Items from a dataset:
+ + + + +

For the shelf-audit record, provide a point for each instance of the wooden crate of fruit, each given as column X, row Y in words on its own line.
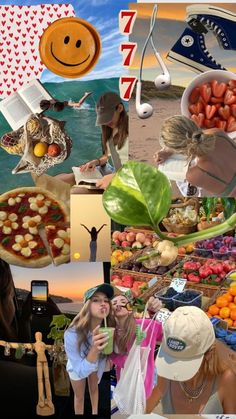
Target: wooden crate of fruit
column 205, row 275
column 136, row 282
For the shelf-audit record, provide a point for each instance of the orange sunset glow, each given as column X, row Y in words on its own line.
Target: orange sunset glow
column 69, row 280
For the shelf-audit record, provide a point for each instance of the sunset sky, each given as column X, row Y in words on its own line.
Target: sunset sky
column 68, row 280
column 169, row 26
column 88, row 210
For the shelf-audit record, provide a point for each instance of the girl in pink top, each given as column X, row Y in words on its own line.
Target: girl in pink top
column 125, row 336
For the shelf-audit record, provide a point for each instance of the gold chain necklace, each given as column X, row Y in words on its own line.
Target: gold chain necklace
column 193, row 394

+ + + + +

# ASSIGNMENT
Could you transcribe the records above exactly, leaving out any pictures?

# RESPONSE TO THE EXERCISE
For the shelf-audit record, provide a point for each instance of the wooden crate of fruit, each given as column X, row Y in words on its own line.
Target: wooden crate of fruit
column 205, row 275
column 136, row 282
For the shelf-audit record, provide a point for each instance of the orange sunset glow, each given as column X, row Y in words on its own line.
Target: orange sunset glow
column 69, row 280
For the shelf-audit record, provide a point for each instance of the sunset sky, each given as column X, row Y in words on its own line.
Target: sunset sky
column 68, row 280
column 169, row 26
column 88, row 210
For the shelf-audit record, provide a point for each instance of the girl in pink top, each given as column X, row Y in words on its own line.
Target: girl in pink top
column 125, row 336
For the shelf-audit record, provide a point for each instance of the gold chain necklace, each given as column X, row Y in words on its own line.
Target: gold chain necklace
column 193, row 394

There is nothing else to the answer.